-- AIM --
Locate every line in the listing that holds the word "nose", and copy each of those lines.

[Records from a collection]
---

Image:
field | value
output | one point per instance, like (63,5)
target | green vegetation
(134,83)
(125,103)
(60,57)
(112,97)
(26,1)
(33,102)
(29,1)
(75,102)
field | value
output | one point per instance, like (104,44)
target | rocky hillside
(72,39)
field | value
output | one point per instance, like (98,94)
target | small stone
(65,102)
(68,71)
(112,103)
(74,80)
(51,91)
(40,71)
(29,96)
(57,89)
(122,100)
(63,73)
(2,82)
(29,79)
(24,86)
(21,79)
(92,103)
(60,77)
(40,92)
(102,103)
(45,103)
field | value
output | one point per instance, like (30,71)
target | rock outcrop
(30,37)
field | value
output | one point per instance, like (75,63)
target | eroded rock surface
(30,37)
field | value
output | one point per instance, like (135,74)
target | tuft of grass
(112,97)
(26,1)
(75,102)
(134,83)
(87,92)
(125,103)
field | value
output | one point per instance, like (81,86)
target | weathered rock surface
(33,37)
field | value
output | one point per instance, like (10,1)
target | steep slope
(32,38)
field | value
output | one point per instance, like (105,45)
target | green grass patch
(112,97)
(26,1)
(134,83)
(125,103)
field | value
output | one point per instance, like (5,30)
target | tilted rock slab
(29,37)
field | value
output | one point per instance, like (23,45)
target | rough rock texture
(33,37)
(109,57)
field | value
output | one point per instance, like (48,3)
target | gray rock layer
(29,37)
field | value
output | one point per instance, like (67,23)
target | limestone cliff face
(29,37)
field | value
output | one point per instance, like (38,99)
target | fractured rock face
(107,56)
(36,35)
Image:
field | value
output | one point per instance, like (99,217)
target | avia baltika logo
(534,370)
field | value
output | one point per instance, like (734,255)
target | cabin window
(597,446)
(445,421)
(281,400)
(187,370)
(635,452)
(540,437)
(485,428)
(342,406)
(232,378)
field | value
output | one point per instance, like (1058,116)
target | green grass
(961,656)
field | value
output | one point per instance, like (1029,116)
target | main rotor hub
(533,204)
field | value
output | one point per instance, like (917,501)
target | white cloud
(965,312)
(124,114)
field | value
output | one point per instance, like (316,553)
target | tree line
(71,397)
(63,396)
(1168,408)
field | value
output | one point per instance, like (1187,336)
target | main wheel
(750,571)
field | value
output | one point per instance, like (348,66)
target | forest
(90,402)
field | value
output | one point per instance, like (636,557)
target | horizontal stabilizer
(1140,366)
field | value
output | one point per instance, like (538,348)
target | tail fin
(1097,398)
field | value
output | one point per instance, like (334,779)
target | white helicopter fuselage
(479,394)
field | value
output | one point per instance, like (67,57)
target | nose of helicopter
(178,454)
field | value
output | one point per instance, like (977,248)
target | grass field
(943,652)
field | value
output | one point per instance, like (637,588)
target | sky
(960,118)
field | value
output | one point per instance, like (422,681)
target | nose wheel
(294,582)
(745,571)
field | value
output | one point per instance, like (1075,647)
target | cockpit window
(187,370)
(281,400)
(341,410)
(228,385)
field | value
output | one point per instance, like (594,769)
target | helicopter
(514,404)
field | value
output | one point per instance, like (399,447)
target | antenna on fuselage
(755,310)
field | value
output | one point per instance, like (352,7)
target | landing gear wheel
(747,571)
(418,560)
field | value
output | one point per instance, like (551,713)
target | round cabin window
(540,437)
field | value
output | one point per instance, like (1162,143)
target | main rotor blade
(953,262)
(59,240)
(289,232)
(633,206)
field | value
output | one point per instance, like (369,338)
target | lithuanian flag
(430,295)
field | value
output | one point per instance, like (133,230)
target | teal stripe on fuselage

---

-- EXPECTED ANSWER --
target | nose of helicopter
target | nose wheel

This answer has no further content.